(RECORDS SUPPLIED Opens)

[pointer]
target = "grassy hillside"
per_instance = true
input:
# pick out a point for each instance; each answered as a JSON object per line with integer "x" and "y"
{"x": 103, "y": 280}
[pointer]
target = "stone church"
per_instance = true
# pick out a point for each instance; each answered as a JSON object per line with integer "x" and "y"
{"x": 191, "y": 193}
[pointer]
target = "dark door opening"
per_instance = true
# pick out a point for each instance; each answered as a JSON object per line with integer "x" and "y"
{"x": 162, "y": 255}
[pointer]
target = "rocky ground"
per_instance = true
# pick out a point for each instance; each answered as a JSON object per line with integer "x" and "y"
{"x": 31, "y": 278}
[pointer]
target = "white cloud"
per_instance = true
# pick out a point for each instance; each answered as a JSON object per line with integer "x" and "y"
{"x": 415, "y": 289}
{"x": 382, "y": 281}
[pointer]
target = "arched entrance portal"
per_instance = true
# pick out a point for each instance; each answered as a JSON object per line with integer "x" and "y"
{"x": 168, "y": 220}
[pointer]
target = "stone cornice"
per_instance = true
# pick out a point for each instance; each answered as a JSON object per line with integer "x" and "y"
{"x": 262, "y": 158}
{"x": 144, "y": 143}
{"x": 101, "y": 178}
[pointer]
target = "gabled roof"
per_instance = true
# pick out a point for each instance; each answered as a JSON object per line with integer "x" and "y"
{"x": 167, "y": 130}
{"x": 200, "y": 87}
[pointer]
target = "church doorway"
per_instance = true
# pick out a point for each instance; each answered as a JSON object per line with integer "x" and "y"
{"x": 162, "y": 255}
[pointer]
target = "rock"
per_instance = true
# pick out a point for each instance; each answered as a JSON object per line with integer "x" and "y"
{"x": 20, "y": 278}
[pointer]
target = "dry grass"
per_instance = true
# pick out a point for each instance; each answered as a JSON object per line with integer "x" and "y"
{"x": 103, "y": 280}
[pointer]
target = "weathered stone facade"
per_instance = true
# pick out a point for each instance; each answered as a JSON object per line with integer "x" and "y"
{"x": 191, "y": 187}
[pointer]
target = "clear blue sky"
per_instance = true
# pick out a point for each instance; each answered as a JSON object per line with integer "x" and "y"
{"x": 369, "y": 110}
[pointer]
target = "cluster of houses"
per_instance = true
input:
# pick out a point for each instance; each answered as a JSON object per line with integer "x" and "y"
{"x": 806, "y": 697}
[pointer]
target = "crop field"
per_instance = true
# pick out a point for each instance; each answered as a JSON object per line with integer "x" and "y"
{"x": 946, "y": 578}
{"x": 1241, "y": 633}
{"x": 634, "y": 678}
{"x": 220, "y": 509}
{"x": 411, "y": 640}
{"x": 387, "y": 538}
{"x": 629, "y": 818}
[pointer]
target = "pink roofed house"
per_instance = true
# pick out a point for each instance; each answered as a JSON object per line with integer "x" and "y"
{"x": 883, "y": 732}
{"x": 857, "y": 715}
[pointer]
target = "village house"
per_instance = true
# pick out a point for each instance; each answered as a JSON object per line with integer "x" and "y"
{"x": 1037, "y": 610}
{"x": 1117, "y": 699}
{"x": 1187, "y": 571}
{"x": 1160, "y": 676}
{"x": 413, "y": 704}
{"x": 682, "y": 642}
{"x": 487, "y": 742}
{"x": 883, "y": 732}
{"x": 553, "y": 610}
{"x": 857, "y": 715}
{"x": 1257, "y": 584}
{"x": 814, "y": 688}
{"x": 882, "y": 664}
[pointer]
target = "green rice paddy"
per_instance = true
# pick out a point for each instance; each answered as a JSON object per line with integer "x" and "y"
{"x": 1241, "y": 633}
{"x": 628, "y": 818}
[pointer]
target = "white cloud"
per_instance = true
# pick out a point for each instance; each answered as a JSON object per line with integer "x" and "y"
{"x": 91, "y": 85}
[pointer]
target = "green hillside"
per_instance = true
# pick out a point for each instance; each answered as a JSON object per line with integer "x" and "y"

(RECORDS SUPPLIED Closes)

▶ **INSTRUCTIONS TO FOLLOW**:
If a line in the entries includes the word "green", copy that line out.

▶ **SOLUTION BELOW**:
target = "green rice paddy"
target = "green hillside"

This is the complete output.